- **SELECTED EXTRACT**
My name is Daniel Lirette.
I'm 27 years old; born November 02, 1976.
POB: Moncton, NB, Canada.
Current Residence: hehehe... Moncton, NB, Canada (Can you say "Moncton"?)
From the ages of 12 until 18, I was in jail; my entire youth was behind bars, and if i could describe evil, I would say I was it's friend.
When I was 8 or 9, I remeber going to bed at my old place and as I walked up the stairs alone, I stopped the moment I recahed the middle of the staircase, sensing something "dark".
I was 8 or 9 and had NO religious background.
The powers of hell came rushing over me and I was totally engulfed in a presence that I can only describe as demonic.
That was my first encounter with the enemy.
Not long after that strange experience, actually a few months later, I had another one!
It was Fall and I was playing in the leaves and all around me I heard an Audible Voice coming from every direction possible....
It was gone, but only for another two or three months, and then He spoke again, simply calling my name.
I remeber looking up into the blue sky and asking, "Is that You, God?"
No answer, but I knew He had spoken my name twice within months of each other.
satan had a plan, yet God also had a plan, and HIS plan never fails! Amen!
Well..... fast forward a few years.
My mom and dad were great parents; not saved but they loved me and I grew up in a middle class and hard working family.

(Entries drawn from a collection)

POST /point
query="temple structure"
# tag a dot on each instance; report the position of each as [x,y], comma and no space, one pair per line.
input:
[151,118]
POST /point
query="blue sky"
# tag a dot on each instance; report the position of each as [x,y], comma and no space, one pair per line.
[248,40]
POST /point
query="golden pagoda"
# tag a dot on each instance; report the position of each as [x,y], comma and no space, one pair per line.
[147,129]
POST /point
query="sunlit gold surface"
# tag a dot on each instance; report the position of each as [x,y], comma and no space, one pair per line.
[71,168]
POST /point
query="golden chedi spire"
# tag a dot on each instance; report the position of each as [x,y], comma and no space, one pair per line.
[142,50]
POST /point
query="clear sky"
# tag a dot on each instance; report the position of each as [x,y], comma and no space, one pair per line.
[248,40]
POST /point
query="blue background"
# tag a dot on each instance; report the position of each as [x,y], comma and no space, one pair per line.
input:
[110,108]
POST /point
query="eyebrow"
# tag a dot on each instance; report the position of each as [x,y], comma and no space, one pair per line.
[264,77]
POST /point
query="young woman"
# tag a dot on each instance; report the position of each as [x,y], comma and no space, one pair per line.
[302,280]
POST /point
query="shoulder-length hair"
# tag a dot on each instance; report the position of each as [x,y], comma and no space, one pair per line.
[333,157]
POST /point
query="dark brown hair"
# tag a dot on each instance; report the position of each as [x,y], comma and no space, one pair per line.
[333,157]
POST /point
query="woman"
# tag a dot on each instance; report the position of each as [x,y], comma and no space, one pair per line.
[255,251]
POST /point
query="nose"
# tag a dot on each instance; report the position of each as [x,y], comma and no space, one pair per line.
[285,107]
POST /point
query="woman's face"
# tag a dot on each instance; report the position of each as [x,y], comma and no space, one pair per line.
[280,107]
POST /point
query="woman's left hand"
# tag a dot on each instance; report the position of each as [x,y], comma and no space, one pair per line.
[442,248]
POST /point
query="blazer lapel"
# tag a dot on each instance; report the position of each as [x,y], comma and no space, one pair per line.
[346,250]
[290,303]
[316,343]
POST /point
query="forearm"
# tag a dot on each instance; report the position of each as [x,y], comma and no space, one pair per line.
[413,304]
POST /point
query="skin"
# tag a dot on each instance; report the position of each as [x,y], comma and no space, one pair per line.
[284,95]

- **EXERCISE 1**
According to the personal testimony, why did the writer stop partway up the stairs when he was 8 or 9? Answer in one to three sentences.
- **EXERCISE 2**
In the opening lines of the personal testimony, before the mention of jail, what facts does the writer give about himself? List all of them.
- **EXERCISE 3**
Write out the part of the personal testimony starting with "When I was 8" and going on through "calling my name.".
The listing has no connection to the personal testimony.

- **TASK OUTPUT 1**
He stopped the moment he reached the middle of the staircase because he sensed something "dark." He then felt totally engulfed in a presence he can only describe as demonic.

- **TASK OUTPUT 2**
- Name: Daniel Lirette
- Age: 27 years old
- Birth date: November 02, 1976
- Place of birth: Moncton, NB, Canada
- Current residence: Moncton, NB, Canada

- **TASK OUTPUT 3**
When I was 8 or 9, I remeber going to bed at my old place and as I walked up the stairs alone, I stopped the moment I recahed the middle of the staircase, sensing something "dark".
I was 8 or 9 and had NO religious background.
The powers of hell came rushing over me and I was totally engulfed in a presence that I can only describe as demonic.
That was my first encounter with the enemy.
Not long after that strange experience, actually a few months later, I had another one!
It was Fall and I was playing in the leaves and all around me I heard an Audible Voice coming from every direction possible....
It was gone, but only for another two or three months, and then He spoke again, simply calling my name.